Recorded data –
++++++++
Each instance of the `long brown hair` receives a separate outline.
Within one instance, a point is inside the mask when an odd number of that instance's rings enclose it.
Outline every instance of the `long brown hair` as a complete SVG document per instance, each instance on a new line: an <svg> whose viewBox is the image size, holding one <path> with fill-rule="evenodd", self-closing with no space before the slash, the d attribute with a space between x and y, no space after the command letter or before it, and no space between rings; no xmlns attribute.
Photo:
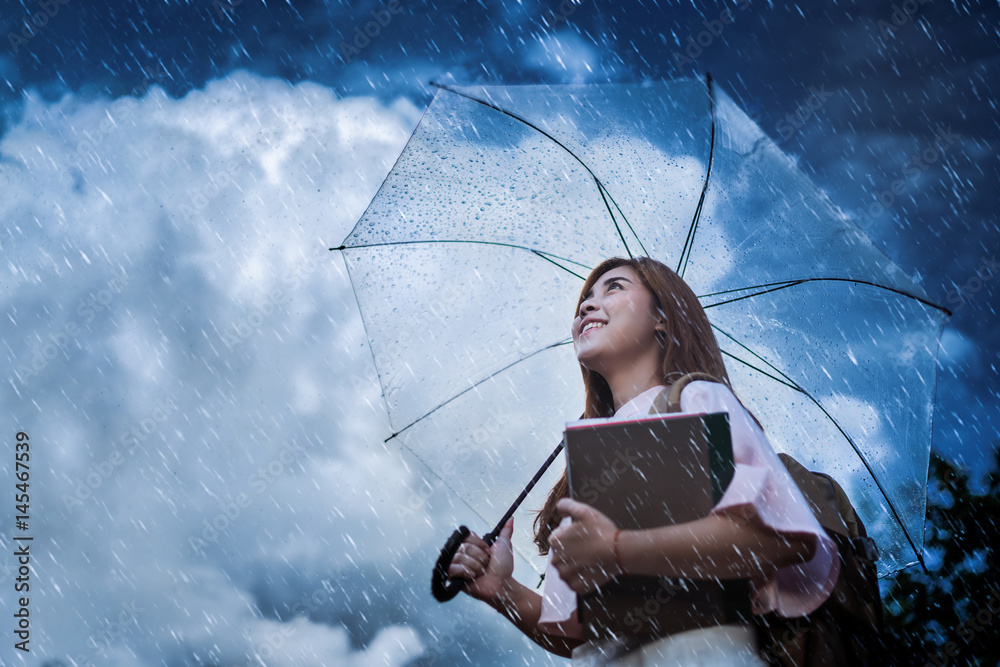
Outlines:
<svg viewBox="0 0 1000 667"><path fill-rule="evenodd" d="M722 352L698 297L679 275L655 259L612 257L601 262L583 283L574 317L580 312L584 295L593 288L598 278L622 266L635 271L643 286L653 295L653 305L657 315L664 319L666 330L657 332L657 341L662 352L660 378L663 384L669 385L688 373L702 372L714 376L732 389L726 365L722 360ZM586 392L586 403L581 418L611 417L615 412L614 399L607 381L599 373L584 368L582 364L580 371L583 373L583 386ZM549 535L559 523L556 503L565 498L567 493L566 472L563 471L562 477L549 491L545 505L535 517L535 544L538 545L542 555L549 552Z"/></svg>

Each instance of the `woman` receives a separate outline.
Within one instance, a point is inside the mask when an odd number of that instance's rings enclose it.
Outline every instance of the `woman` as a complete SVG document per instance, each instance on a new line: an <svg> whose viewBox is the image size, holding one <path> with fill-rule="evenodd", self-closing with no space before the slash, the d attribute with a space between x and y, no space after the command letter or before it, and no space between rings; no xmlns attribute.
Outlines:
<svg viewBox="0 0 1000 667"><path fill-rule="evenodd" d="M719 626L678 633L639 648L584 642L572 607L612 577L650 575L748 579L754 613L802 616L836 582L836 546L729 387L722 354L697 297L676 273L649 258L603 262L584 283L572 325L586 389L585 418L627 419L649 412L675 379L703 372L720 382L691 382L682 412L729 413L736 471L719 504L696 521L622 531L556 484L535 522L549 555L542 595L514 580L504 527L489 547L462 544L448 571L466 592L510 619L540 646L590 664L760 665L753 629ZM626 651L624 655L621 655ZM696 661L696 662L694 662Z"/></svg>

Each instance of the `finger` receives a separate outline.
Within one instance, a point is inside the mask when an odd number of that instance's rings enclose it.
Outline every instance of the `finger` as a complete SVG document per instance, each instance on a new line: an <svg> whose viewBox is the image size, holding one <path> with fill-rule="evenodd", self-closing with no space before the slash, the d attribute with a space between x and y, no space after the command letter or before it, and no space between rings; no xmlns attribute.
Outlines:
<svg viewBox="0 0 1000 667"><path fill-rule="evenodd" d="M458 548L458 551L456 552L455 555L457 556L458 554L463 554L465 556L478 560L482 563L485 563L490 559L490 548L485 545L485 542L483 543L482 547L465 543Z"/></svg>
<svg viewBox="0 0 1000 667"><path fill-rule="evenodd" d="M473 543L467 539L465 542L458 545L458 548L455 550L455 555L452 556L452 561L459 556L469 556L480 561L487 561L489 560L489 553L489 547L486 546L486 543L482 540Z"/></svg>
<svg viewBox="0 0 1000 667"><path fill-rule="evenodd" d="M586 535L587 528L581 522L567 523L565 526L559 526L552 531L549 535L549 545L555 545L556 548L562 549L566 546L567 542L573 539L574 535Z"/></svg>
<svg viewBox="0 0 1000 667"><path fill-rule="evenodd" d="M514 534L514 517L507 519L507 523L503 525L503 529L500 531L500 539L507 540L510 542L511 536Z"/></svg>
<svg viewBox="0 0 1000 667"><path fill-rule="evenodd" d="M455 576L463 579L476 579L486 574L488 566L488 560L482 561L462 554L456 555L452 559L451 564L448 566L448 572L450 573L454 568L456 572Z"/></svg>
<svg viewBox="0 0 1000 667"><path fill-rule="evenodd" d="M486 566L464 554L456 555L448 566L448 576L460 579L476 579L486 573Z"/></svg>
<svg viewBox="0 0 1000 667"><path fill-rule="evenodd" d="M593 512L594 508L586 503L581 503L572 498L563 498L558 503L556 503L556 511L558 511L563 516L571 517L574 520L580 520Z"/></svg>
<svg viewBox="0 0 1000 667"><path fill-rule="evenodd" d="M452 565L448 568L448 578L449 579L465 579L467 581L475 581L482 576L482 572L475 573L464 565Z"/></svg>
<svg viewBox="0 0 1000 667"><path fill-rule="evenodd" d="M448 566L448 577L451 579L469 579L469 580L476 578L472 570L470 570L462 563L456 563L455 561L452 561L451 565Z"/></svg>
<svg viewBox="0 0 1000 667"><path fill-rule="evenodd" d="M490 549L490 545L486 544L486 540L479 537L475 533L469 533L469 536L465 538L464 542L462 542L462 546L465 546L467 544L470 546L478 547L483 551L489 551Z"/></svg>
<svg viewBox="0 0 1000 667"><path fill-rule="evenodd" d="M453 563L457 561L465 563L470 567L476 567L477 565L485 567L486 563L490 561L490 554L478 548L466 549L455 554L455 557L451 560Z"/></svg>

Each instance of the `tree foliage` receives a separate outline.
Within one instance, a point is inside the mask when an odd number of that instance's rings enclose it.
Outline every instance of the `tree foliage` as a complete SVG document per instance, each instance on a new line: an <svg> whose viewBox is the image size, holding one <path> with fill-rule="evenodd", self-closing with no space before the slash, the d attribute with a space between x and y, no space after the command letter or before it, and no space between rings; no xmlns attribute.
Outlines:
<svg viewBox="0 0 1000 667"><path fill-rule="evenodd" d="M1000 443L997 443L1000 445ZM1000 448L985 490L932 455L924 536L925 573L883 581L886 627L913 664L1000 665Z"/></svg>

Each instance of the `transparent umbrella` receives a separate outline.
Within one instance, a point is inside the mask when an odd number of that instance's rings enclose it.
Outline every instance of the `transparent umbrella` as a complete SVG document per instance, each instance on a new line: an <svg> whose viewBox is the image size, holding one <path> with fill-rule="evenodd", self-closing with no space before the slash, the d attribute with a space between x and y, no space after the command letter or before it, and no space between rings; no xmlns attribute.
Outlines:
<svg viewBox="0 0 1000 667"><path fill-rule="evenodd" d="M389 440L485 523L582 408L569 324L583 278L606 257L646 255L699 294L775 449L844 486L880 574L921 562L949 313L710 77L439 86L334 250ZM531 560L520 512L515 548Z"/></svg>

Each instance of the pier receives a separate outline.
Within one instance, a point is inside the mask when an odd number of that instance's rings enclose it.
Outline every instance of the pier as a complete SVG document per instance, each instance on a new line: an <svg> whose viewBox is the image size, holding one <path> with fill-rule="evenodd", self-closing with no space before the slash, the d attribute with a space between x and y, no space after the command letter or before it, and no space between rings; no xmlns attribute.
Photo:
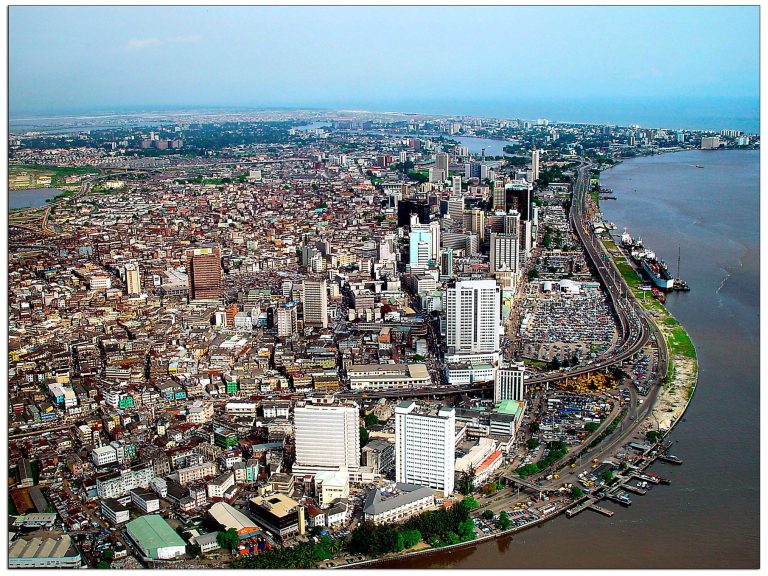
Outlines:
<svg viewBox="0 0 768 576"><path fill-rule="evenodd" d="M608 518L610 518L614 514L613 510L608 510L608 508L603 508L602 506L598 506L597 504L590 504L588 508L590 510L594 510L595 512L599 512L604 516L608 516Z"/></svg>

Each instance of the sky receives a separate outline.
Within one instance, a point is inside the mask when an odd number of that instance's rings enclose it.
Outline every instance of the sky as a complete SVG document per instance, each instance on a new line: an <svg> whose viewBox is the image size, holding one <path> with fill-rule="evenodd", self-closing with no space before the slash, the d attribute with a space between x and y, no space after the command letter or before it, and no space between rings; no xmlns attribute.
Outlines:
<svg viewBox="0 0 768 576"><path fill-rule="evenodd" d="M759 96L757 7L9 10L12 117Z"/></svg>

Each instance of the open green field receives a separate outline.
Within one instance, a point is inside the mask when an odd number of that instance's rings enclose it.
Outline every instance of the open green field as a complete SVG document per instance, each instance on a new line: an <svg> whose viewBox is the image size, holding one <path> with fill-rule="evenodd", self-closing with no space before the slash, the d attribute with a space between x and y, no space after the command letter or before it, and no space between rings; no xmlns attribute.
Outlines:
<svg viewBox="0 0 768 576"><path fill-rule="evenodd" d="M42 164L21 164L10 166L8 169L8 183L11 190L21 188L47 188L66 186L66 179L75 174L98 174L98 168L90 166L61 167L44 166ZM25 178L24 175L27 175ZM51 181L41 182L41 178L50 178Z"/></svg>

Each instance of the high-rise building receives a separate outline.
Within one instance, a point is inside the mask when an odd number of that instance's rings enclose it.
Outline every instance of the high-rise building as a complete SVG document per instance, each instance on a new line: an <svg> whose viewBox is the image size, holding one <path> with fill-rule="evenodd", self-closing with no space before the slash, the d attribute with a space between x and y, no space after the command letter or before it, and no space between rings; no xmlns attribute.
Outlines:
<svg viewBox="0 0 768 576"><path fill-rule="evenodd" d="M432 232L426 226L411 230L409 236L409 264L426 266L432 253Z"/></svg>
<svg viewBox="0 0 768 576"><path fill-rule="evenodd" d="M536 148L531 151L531 182L536 182L539 179L539 158L541 150Z"/></svg>
<svg viewBox="0 0 768 576"><path fill-rule="evenodd" d="M453 492L456 411L424 411L412 400L395 407L395 479Z"/></svg>
<svg viewBox="0 0 768 576"><path fill-rule="evenodd" d="M360 409L354 402L317 399L294 409L294 475L360 468Z"/></svg>
<svg viewBox="0 0 768 576"><path fill-rule="evenodd" d="M435 154L435 168L443 171L443 177L448 176L448 154L444 152Z"/></svg>
<svg viewBox="0 0 768 576"><path fill-rule="evenodd" d="M485 212L480 208L472 208L469 229L478 235L481 243L485 240Z"/></svg>
<svg viewBox="0 0 768 576"><path fill-rule="evenodd" d="M491 234L491 274L504 270L520 272L520 214L504 215L504 232Z"/></svg>
<svg viewBox="0 0 768 576"><path fill-rule="evenodd" d="M525 400L525 364L522 362L512 362L496 372L493 401L498 403L504 400Z"/></svg>
<svg viewBox="0 0 768 576"><path fill-rule="evenodd" d="M277 309L277 335L289 338L296 333L296 305L285 304Z"/></svg>
<svg viewBox="0 0 768 576"><path fill-rule="evenodd" d="M221 298L221 252L218 248L187 250L190 300Z"/></svg>
<svg viewBox="0 0 768 576"><path fill-rule="evenodd" d="M493 182L493 208L507 209L507 191L504 188L503 180L494 180Z"/></svg>
<svg viewBox="0 0 768 576"><path fill-rule="evenodd" d="M141 274L135 262L125 265L125 288L128 294L141 294Z"/></svg>
<svg viewBox="0 0 768 576"><path fill-rule="evenodd" d="M461 176L454 174L451 183L453 184L453 194L455 196L461 196Z"/></svg>
<svg viewBox="0 0 768 576"><path fill-rule="evenodd" d="M325 279L304 280L304 325L328 328L328 290Z"/></svg>
<svg viewBox="0 0 768 576"><path fill-rule="evenodd" d="M462 280L446 291L446 362L499 359L500 290L495 280Z"/></svg>
<svg viewBox="0 0 768 576"><path fill-rule="evenodd" d="M440 276L453 276L453 248L440 251Z"/></svg>

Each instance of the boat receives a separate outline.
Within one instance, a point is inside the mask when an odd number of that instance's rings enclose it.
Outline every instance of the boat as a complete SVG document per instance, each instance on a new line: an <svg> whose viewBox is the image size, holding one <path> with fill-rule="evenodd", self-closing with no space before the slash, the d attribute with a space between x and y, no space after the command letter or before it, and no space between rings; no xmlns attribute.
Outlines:
<svg viewBox="0 0 768 576"><path fill-rule="evenodd" d="M655 286L653 288L651 288L651 292L653 293L653 297L656 298L656 300L658 300L662 304L666 304L667 303L667 297L664 294L664 292L662 292L661 290L659 290Z"/></svg>
<svg viewBox="0 0 768 576"><path fill-rule="evenodd" d="M643 258L641 260L643 270L651 279L651 282L656 284L662 290L672 290L675 285L675 279L669 273L664 260L657 260L656 258Z"/></svg>
<svg viewBox="0 0 768 576"><path fill-rule="evenodd" d="M701 164L696 164L696 168L704 168Z"/></svg>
++++++++
Directions for this task –
Only the lines with the string "brown" are wanted; pick them out of the records above and copy them.

Written response –
Each instance of the `long brown hair` receives a separate outline.
Outline every instance of the `long brown hair` as a complete SVG document per instance, each instance on a new line: an <svg> whose viewBox is the image size, holding one <path> with fill-rule="evenodd", self-closing with no space before the slash, the d attribute with a space between x and y, no space after the command letter or before it, and no space between rings; no xmlns attribute.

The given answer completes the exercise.